[The task]
Copy out all the entries word for word.

*** Opening Task material ***

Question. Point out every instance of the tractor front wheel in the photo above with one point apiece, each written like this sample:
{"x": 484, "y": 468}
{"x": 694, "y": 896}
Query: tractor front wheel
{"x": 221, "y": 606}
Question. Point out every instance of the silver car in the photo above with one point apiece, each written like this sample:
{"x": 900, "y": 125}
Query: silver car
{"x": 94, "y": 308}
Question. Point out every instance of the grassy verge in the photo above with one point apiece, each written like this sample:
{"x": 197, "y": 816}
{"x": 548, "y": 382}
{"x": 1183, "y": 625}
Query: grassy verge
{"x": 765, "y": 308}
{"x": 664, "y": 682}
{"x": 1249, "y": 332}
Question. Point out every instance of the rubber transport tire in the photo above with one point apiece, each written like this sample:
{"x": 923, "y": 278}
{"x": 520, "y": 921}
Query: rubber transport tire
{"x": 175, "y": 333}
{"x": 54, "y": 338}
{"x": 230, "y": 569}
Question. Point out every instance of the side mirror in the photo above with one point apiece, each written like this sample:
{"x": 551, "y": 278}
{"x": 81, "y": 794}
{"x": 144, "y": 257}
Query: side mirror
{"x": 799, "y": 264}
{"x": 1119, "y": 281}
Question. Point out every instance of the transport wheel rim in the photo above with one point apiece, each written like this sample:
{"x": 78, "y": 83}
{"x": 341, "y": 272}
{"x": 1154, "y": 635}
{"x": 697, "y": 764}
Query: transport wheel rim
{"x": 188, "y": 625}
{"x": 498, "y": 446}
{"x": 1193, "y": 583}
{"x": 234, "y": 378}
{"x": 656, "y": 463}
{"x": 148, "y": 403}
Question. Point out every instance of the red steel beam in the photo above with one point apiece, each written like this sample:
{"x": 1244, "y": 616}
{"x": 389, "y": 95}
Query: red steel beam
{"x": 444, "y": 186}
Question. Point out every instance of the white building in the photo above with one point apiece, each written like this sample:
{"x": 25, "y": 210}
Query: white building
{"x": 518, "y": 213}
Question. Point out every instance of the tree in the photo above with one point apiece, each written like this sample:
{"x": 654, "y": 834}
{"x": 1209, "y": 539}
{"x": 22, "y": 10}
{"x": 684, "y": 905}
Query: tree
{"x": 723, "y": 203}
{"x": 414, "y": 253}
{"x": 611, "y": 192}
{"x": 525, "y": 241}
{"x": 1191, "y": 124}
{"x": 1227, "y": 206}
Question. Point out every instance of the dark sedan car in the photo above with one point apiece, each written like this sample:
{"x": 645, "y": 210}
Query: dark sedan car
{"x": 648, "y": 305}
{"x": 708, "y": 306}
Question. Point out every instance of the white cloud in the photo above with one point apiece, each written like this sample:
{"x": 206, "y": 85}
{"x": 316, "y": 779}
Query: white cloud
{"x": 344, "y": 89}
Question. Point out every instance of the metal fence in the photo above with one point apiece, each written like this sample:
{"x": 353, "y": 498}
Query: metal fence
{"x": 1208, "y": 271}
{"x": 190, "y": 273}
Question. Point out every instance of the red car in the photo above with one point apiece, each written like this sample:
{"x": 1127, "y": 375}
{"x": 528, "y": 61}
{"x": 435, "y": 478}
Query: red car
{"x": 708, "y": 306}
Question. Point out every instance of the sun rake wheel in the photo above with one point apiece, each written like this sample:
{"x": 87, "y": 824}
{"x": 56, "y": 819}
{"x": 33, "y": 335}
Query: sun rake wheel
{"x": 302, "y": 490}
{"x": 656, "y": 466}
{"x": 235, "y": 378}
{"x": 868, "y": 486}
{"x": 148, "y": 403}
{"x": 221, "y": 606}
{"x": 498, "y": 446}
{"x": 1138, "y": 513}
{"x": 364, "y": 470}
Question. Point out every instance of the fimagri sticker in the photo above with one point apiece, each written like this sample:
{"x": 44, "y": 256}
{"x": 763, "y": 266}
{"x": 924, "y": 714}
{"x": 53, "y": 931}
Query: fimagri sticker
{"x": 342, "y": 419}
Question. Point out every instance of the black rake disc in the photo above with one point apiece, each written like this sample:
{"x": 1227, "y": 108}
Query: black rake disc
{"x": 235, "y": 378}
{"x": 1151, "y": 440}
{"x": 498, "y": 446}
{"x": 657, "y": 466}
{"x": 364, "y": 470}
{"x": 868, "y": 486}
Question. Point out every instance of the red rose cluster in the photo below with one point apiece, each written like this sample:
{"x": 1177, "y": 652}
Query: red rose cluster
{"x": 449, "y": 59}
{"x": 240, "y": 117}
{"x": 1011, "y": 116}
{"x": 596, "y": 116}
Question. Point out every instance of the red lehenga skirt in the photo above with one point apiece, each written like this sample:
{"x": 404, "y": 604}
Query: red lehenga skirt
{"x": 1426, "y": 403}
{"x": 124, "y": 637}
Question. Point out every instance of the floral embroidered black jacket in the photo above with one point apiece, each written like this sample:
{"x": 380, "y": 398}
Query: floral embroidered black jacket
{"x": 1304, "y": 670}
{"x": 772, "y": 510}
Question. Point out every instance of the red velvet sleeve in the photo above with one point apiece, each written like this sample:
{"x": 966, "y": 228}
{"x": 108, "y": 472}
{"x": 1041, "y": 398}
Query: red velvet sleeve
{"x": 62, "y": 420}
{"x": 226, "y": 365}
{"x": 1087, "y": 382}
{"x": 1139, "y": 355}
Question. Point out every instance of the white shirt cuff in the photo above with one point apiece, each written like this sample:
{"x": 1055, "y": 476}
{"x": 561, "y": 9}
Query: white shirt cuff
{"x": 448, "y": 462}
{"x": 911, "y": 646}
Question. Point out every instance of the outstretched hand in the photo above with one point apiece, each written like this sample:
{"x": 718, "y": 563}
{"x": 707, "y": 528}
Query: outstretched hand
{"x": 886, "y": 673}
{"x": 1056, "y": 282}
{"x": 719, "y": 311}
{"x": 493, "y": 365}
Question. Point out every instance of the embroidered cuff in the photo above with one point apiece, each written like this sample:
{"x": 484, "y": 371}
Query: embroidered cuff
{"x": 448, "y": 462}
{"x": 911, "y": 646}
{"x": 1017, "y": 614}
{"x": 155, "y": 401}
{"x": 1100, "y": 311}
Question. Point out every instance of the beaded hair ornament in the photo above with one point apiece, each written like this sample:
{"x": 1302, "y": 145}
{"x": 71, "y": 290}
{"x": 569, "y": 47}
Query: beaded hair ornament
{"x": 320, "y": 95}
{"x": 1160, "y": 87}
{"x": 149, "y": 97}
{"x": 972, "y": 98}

*** Closing Task material ***

[Output of the task]
Question. Point out every instance of the tractor front wheel in the photo above with one point apiece, each written like this sample:
{"x": 484, "y": 468}
{"x": 694, "y": 896}
Query: tractor front wheel
{"x": 221, "y": 606}
Question. Point out every instance of the silver car in the photo above with one point apiece, each written like this sample:
{"x": 900, "y": 125}
Query: silver car
{"x": 94, "y": 308}
Question. Point out every instance of the grassy verge in the photo above with one point apiece, each written like this sample:
{"x": 197, "y": 816}
{"x": 548, "y": 382}
{"x": 1183, "y": 625}
Query: grassy verge
{"x": 765, "y": 308}
{"x": 664, "y": 682}
{"x": 1249, "y": 332}
Question. Point out every instance of the rubber transport tire in the photo above with one point apiece, each written like this sample:
{"x": 923, "y": 278}
{"x": 520, "y": 921}
Query: rubber transport tire
{"x": 175, "y": 333}
{"x": 54, "y": 338}
{"x": 230, "y": 569}
Question. Point out every instance of the side mirror in the photo above with one point apiece, each written like this sample:
{"x": 551, "y": 278}
{"x": 81, "y": 794}
{"x": 144, "y": 257}
Query: side mirror
{"x": 799, "y": 264}
{"x": 1119, "y": 281}
Question. Point out every instance of the transport wheel rim in the photo above with one point apiece, each written like this sample:
{"x": 78, "y": 83}
{"x": 341, "y": 272}
{"x": 1154, "y": 635}
{"x": 697, "y": 764}
Query: transport wheel rim
{"x": 188, "y": 625}
{"x": 498, "y": 446}
{"x": 1193, "y": 583}
{"x": 234, "y": 378}
{"x": 656, "y": 463}
{"x": 148, "y": 403}
Question. Point out every instance of the red steel beam in the photo above with one point apiece, each written like this sample:
{"x": 1244, "y": 616}
{"x": 389, "y": 95}
Query: red steel beam
{"x": 444, "y": 186}
Question. Point out every instance of the white building in the photo above with one point apiece, each written like this sample:
{"x": 25, "y": 210}
Query: white building
{"x": 518, "y": 213}
Question. Point out every instance of the tree in the photo above with one point apiece, each written like this sample:
{"x": 654, "y": 834}
{"x": 1209, "y": 539}
{"x": 22, "y": 10}
{"x": 684, "y": 905}
Query: tree
{"x": 723, "y": 203}
{"x": 414, "y": 253}
{"x": 611, "y": 192}
{"x": 525, "y": 241}
{"x": 1191, "y": 124}
{"x": 1227, "y": 206}
Question. Point out every instance of the dark sedan car in the photo above with one point apiece, each written like this sample:
{"x": 645, "y": 210}
Query: dark sedan car
{"x": 648, "y": 305}
{"x": 708, "y": 306}
Question. Point out every instance of the white cloud in the photo above with one point apiece, each written like this sample:
{"x": 206, "y": 85}
{"x": 316, "y": 779}
Query: white cloud
{"x": 344, "y": 89}
Question. Point out every instance of the metal fence in the photo above with one point apiece, each written like this sample:
{"x": 353, "y": 498}
Query: metal fence
{"x": 1208, "y": 271}
{"x": 190, "y": 273}
Question. Point out every instance of the red car in the photo above with one point apiece, each written like this sample:
{"x": 1127, "y": 375}
{"x": 528, "y": 61}
{"x": 435, "y": 478}
Query: red car
{"x": 708, "y": 306}
Question. Point out every instance of the sun rake wheel in the photo above with one point apiece, each written like this sample:
{"x": 87, "y": 824}
{"x": 56, "y": 819}
{"x": 33, "y": 335}
Query: sun rake wheel
{"x": 302, "y": 490}
{"x": 656, "y": 466}
{"x": 235, "y": 378}
{"x": 868, "y": 486}
{"x": 148, "y": 403}
{"x": 221, "y": 606}
{"x": 498, "y": 446}
{"x": 1138, "y": 513}
{"x": 364, "y": 470}
Question. Point out every instance of the fimagri sticker in the photo above with one point apiece, each written like this sample:
{"x": 44, "y": 256}
{"x": 763, "y": 266}
{"x": 924, "y": 714}
{"x": 53, "y": 931}
Query: fimagri sticker
{"x": 342, "y": 419}
Question. Point out every instance of the black rake disc in the photo above with one point apiece, each written like this sample:
{"x": 1227, "y": 108}
Query: black rake disc
{"x": 235, "y": 378}
{"x": 1151, "y": 440}
{"x": 498, "y": 446}
{"x": 657, "y": 466}
{"x": 364, "y": 470}
{"x": 868, "y": 486}
Question. Point out every instance of the red rose cluster in the photo below with one point apiece, each written like this sample:
{"x": 1177, "y": 652}
Query: red rose cluster
{"x": 449, "y": 59}
{"x": 240, "y": 117}
{"x": 1011, "y": 116}
{"x": 596, "y": 116}
Question. Point out every instance of the red lehenga skirt in the photo above with one point apiece, each written like this sample:
{"x": 404, "y": 604}
Query: red lehenga skirt
{"x": 1426, "y": 403}
{"x": 124, "y": 637}
Question. Point out every instance of the floral embroidered black jacket in the photo above with one point apiece, each written like this sample:
{"x": 380, "y": 398}
Query: floral embroidered black jacket
{"x": 1304, "y": 670}
{"x": 772, "y": 510}
Question. Point out every instance of the red velvet sleeve in the photo above with one point apiece, each written like this sample:
{"x": 966, "y": 228}
{"x": 108, "y": 472}
{"x": 1041, "y": 398}
Query: red velvet sleeve
{"x": 62, "y": 420}
{"x": 226, "y": 365}
{"x": 1087, "y": 382}
{"x": 1139, "y": 355}
Question. Point out every instance of the white shirt cuff in the photo above with one point apiece, each written like this sample:
{"x": 1055, "y": 476}
{"x": 561, "y": 9}
Query: white shirt cuff
{"x": 448, "y": 462}
{"x": 911, "y": 646}
Question. Point out every instance of the outstretched hand in the photo above with one point apiece, each written like this sample:
{"x": 718, "y": 563}
{"x": 707, "y": 528}
Query: outstretched hand
{"x": 886, "y": 673}
{"x": 1056, "y": 282}
{"x": 719, "y": 311}
{"x": 493, "y": 365}
Question. Point out every instance of the embroidered cuff in the photo above with one point apiece, each written like this sample:
{"x": 484, "y": 371}
Query: embroidered cuff
{"x": 448, "y": 462}
{"x": 911, "y": 646}
{"x": 1017, "y": 614}
{"x": 155, "y": 401}
{"x": 1100, "y": 311}
Question. Point out every instance of the beaded hair ornament in the photo above with one point apiece, each written like this sample:
{"x": 1302, "y": 145}
{"x": 71, "y": 290}
{"x": 569, "y": 47}
Query: beaded hair ornament
{"x": 320, "y": 95}
{"x": 1160, "y": 87}
{"x": 149, "y": 97}
{"x": 972, "y": 98}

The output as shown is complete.